My next few blog posts will focus on a corporation that single-handedly transformed an entire region suffering from economic depression.

The story behind this corporation celebrates the magnificent achievement of the human spirit seen in one man’s courage to rescue a community from the economic ruin brought on by a civil war. However, first allow me to share with you the journey that led up to the discovery of this story.

The journey starts with my family’s move to Memphis from the San Francisco Bay area.  St. Jude Children’s Research Hospital’s powerful mission drew us to the Memphis.  At the core of the hospital’s mission is a refusal to accept that death is the inevitable outcome of childhood cancer.  In 1962 that notion was grandly naïve – today it’s a reality.

What I least anticipated was encountering an insidious disease that lurked just outside the gates of the hospital campus. Childhood poverty.  Certainly, the disease qualifies for the patron Saint’s list of hopeless causes yet it remains largely a social orphan. Where we find great hope in St. Jude for children’s cancer, in poverty we find contempt, indifference and second class citizenship . Upon cycling to work, I am witness to the ravages of the disease:  boarded-up houses, dazed men searching for their next escape, children raising children, people staring at me wondering if I was lost or crazy.

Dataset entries

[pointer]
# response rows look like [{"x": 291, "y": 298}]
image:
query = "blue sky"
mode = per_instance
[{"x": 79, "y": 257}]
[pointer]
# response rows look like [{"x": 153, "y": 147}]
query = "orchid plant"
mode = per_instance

TASKS AND EXERCISES
**A.** From the blog post on Memphis, reproduce the passage starting at "The journey starts" and ending at "it’s a reality.".
**B.** Condense the paragraph of the blog post on Memphis that begins "The journey starts with" into a shorter version that keeps its main facts.

SOLUTION LIST
**A.**
The journey starts with my family’s move to Memphis from the San Francisco Bay area.  St. Jude Children’s Research Hospital’s powerful mission drew us to the Memphis.  At the core of the hospital’s mission is a refusal to accept that death is the inevitable outcome of childhood cancer.  In 1962 that notion was grandly naïve – today it’s a reality.

**B.** My family moved from the San Francisco Bay area to Memphis, drawn by the mission of St. Jude Children's Research Hospital, which refuses to accept that childhood cancer must end in death. That notion seemed naïve in 1962 but is a reality today.